WAL shortcoming causes missing-pg_clog-segment problem
I think I've identified a primary cause for the "no such pg_clog file"
problem that we've seen reported several times.
A look at htup.h shows that the WAL only stores the low 8 bits of a
tuple's t_infomask (see xl_heap_header struct). There is some fooling
around in heapam.c's WAL redo routines to try to reconstitute some of
the high-order bits, for example this:
htup->t_infomask = HEAP_XMAX_INVALID | xlhdr.mask;
But this is implicitly assuming that we can reconstruct the
XMIN_COMMITTED bit at will. That was true when the WAL code was
written, but with 7.2's ability to recycle allegedly-no-longer-needed
pg_clog data, we cannot simply drop commit status bits.
The only scenario I've been able to identify in which this actually
causes a failure is when VACUUM FULL moves an old tuple and then shortly
afterwards (before the next checkpoint) there is a crash. Post-crash,
the tuple move will be redone from WAL, and the moved tuple will be
inserted with zeroed-out commit status bits. When we next examine the
tuple, we have to try to retrieve its commit status from pg_clog ... but
it's not there anymore.

_ _ _ _

## [WORK TO DO]
Copy the post on the missing pg_clog segment word for word, everything from "WAL shortcoming causes" down to "reported several times.". None of the entries are needed.

Records
_ _ _ _

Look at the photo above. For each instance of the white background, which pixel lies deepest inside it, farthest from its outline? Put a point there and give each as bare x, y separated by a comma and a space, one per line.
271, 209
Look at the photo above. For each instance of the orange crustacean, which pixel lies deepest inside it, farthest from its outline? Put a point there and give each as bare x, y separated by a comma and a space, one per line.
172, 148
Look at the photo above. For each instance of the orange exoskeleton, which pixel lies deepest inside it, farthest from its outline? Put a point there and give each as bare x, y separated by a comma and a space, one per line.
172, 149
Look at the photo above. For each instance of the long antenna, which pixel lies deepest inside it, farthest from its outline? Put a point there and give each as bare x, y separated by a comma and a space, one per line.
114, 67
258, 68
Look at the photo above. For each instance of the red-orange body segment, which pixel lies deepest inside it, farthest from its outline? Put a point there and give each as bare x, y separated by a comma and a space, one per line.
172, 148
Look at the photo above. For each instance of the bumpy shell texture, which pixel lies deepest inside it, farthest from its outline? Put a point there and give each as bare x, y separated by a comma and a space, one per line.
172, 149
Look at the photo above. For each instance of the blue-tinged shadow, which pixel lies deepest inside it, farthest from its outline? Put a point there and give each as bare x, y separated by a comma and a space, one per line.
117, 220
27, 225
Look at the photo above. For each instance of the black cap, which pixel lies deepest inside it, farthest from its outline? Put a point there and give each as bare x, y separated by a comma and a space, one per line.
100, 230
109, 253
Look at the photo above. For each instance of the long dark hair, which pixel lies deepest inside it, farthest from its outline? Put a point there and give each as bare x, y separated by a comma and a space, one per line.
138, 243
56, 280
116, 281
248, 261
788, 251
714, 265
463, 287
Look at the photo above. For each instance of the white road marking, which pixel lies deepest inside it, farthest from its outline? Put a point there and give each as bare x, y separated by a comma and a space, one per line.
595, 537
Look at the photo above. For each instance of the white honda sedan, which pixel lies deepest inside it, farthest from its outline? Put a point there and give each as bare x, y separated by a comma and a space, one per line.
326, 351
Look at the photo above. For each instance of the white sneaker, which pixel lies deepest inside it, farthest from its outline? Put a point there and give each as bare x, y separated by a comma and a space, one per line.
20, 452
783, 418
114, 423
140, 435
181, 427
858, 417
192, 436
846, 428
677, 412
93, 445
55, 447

_ _ _ _

## [RESULT]
WAL shortcoming causes missing-pg_clog-segment problem
I think I've identified a primary cause for the "no such pg_clog file"
problem that we've seen reported several times.